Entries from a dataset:
— START —

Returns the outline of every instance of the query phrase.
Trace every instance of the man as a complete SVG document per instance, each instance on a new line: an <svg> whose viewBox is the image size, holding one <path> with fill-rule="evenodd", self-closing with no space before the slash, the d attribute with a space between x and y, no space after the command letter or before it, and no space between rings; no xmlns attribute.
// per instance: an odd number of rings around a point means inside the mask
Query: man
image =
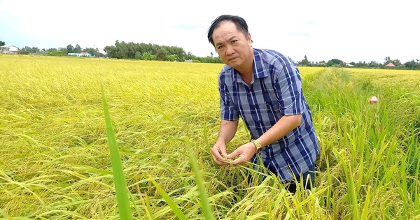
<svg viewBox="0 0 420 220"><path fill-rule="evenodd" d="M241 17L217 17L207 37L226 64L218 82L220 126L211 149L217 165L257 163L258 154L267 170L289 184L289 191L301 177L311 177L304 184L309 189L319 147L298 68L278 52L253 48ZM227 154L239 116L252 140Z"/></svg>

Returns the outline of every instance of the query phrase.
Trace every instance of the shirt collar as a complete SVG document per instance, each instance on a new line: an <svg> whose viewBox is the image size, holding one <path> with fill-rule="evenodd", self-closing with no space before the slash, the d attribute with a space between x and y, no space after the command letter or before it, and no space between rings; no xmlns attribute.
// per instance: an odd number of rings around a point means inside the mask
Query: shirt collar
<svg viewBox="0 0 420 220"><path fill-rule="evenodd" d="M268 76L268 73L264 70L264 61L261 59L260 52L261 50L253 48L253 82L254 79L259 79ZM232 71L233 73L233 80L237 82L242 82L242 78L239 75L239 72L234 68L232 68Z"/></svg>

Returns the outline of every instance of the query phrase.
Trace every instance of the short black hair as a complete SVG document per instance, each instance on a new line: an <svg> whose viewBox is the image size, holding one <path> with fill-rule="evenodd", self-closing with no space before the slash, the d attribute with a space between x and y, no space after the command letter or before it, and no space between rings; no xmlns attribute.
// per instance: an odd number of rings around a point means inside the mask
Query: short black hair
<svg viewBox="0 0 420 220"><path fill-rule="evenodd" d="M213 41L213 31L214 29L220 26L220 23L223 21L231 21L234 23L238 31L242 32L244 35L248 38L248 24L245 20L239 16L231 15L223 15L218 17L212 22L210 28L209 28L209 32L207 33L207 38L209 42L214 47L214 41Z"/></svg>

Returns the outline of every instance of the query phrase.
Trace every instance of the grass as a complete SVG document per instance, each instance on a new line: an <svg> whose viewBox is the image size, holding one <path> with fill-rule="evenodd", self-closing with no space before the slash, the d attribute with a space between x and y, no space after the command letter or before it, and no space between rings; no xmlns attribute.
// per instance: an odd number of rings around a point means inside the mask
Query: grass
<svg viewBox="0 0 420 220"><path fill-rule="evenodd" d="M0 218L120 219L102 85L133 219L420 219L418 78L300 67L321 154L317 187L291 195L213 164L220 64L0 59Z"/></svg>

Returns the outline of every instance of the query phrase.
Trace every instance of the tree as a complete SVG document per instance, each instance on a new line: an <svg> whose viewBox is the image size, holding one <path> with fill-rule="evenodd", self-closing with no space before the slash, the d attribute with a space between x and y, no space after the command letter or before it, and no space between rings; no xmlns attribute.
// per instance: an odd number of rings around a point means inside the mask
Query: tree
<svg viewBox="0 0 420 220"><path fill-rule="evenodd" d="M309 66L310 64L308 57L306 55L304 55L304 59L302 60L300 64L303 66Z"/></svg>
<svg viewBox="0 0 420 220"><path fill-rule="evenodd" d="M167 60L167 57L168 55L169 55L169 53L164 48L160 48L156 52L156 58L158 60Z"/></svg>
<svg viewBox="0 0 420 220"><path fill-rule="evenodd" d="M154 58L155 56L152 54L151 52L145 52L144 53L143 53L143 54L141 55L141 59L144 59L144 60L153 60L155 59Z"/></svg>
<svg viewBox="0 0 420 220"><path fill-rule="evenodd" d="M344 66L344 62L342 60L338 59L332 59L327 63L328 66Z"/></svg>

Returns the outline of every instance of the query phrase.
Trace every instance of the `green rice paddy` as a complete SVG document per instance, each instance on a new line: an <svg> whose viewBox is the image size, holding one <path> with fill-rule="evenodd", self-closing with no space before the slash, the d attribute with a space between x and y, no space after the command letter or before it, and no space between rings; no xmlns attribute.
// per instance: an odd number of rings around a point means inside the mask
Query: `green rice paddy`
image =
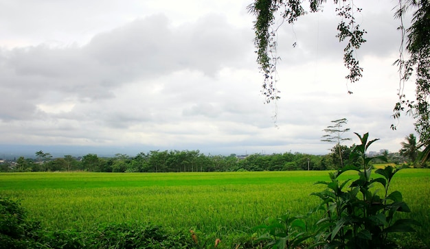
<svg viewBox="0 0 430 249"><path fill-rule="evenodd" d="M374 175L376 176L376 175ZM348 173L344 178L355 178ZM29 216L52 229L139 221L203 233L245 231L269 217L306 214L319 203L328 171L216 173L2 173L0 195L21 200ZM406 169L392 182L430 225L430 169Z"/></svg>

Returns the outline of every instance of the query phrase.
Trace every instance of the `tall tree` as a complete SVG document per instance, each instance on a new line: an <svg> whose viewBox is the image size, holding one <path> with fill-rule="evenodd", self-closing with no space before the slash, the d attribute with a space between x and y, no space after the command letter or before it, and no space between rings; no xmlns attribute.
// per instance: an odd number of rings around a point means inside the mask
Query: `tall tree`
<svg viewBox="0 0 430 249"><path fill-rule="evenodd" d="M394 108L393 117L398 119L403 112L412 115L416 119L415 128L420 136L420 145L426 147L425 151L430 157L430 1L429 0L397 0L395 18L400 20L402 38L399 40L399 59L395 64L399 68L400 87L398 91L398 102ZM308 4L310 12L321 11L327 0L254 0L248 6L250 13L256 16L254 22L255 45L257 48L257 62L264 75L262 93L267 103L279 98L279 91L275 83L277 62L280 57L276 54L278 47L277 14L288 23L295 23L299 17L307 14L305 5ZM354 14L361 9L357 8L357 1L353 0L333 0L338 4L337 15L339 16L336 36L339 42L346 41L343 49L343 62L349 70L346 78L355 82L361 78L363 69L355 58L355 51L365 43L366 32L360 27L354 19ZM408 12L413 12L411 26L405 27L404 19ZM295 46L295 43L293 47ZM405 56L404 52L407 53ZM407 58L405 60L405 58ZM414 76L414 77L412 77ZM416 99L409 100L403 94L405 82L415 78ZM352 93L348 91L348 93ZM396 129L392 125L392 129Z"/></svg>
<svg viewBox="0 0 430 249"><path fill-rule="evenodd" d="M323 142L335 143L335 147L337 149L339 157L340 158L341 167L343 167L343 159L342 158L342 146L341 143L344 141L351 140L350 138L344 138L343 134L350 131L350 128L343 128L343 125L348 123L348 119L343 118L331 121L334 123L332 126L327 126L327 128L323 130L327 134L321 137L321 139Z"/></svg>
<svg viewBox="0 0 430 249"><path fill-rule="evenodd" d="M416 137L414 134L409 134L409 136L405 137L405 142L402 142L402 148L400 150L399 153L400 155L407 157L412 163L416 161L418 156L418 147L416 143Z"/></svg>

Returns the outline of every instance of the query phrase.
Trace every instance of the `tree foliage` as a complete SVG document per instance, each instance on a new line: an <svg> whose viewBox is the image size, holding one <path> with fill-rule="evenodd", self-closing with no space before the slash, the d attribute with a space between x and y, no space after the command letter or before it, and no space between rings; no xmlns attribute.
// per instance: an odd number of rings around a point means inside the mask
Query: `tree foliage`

— END —
— START —

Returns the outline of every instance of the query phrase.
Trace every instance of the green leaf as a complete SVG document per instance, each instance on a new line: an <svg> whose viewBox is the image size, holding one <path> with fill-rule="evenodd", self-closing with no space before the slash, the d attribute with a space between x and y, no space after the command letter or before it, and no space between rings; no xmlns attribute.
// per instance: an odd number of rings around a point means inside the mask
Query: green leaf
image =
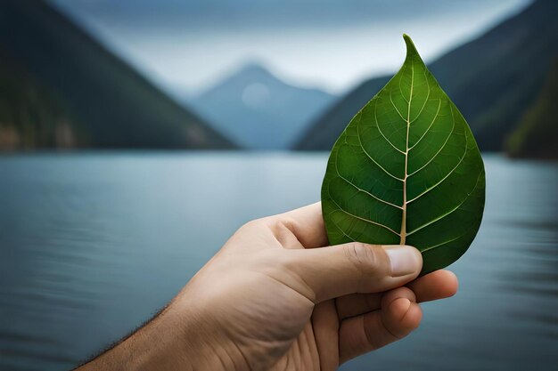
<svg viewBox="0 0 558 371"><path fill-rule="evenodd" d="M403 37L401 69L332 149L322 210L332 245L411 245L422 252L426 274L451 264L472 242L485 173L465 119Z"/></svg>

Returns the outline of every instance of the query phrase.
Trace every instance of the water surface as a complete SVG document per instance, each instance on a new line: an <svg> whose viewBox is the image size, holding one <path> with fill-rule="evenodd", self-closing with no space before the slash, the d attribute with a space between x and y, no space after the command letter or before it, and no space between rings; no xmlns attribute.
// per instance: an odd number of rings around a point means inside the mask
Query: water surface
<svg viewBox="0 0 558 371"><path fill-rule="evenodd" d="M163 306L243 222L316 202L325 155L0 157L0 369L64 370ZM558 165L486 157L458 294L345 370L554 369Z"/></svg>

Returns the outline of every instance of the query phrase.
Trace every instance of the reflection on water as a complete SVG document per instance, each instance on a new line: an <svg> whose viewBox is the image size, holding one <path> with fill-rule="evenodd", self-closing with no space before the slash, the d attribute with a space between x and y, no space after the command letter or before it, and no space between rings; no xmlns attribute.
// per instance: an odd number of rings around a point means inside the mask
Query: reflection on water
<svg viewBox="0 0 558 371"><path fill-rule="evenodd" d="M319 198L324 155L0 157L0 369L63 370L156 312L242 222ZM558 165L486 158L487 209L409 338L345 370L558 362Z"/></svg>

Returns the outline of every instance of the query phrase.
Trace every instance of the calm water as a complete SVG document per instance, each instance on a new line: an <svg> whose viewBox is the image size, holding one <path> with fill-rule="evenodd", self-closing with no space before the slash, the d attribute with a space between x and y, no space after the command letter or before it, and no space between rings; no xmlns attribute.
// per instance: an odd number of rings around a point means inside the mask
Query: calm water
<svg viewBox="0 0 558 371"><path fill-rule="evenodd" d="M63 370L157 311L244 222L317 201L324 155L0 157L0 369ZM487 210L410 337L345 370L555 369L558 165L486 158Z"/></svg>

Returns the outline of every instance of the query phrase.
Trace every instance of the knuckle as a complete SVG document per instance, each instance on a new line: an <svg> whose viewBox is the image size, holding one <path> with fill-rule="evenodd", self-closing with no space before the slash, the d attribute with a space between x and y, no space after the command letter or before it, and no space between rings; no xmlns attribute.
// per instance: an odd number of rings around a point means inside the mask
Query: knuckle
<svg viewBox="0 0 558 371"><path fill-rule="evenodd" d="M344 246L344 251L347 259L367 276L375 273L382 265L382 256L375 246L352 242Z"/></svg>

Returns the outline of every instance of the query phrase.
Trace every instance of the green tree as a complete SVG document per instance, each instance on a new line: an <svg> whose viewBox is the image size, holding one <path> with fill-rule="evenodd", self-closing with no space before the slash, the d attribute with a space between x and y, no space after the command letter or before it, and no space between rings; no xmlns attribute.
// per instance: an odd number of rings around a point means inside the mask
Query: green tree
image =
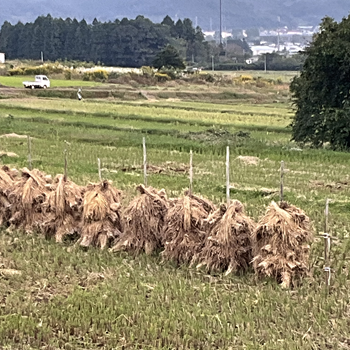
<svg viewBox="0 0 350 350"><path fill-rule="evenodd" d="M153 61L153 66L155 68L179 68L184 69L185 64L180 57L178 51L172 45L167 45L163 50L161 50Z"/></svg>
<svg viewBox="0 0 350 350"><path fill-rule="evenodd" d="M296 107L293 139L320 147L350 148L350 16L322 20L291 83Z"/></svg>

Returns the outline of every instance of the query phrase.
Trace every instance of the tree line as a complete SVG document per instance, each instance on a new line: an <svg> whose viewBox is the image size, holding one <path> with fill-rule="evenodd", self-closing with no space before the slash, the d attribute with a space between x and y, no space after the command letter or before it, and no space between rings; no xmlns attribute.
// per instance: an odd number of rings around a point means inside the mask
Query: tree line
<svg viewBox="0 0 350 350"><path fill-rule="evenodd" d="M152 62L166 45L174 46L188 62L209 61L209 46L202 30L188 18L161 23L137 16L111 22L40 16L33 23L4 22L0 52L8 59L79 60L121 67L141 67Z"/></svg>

— END —

Give the number of lines in the data above that contain the string "grass", taking case into account, and reply with that number only.

2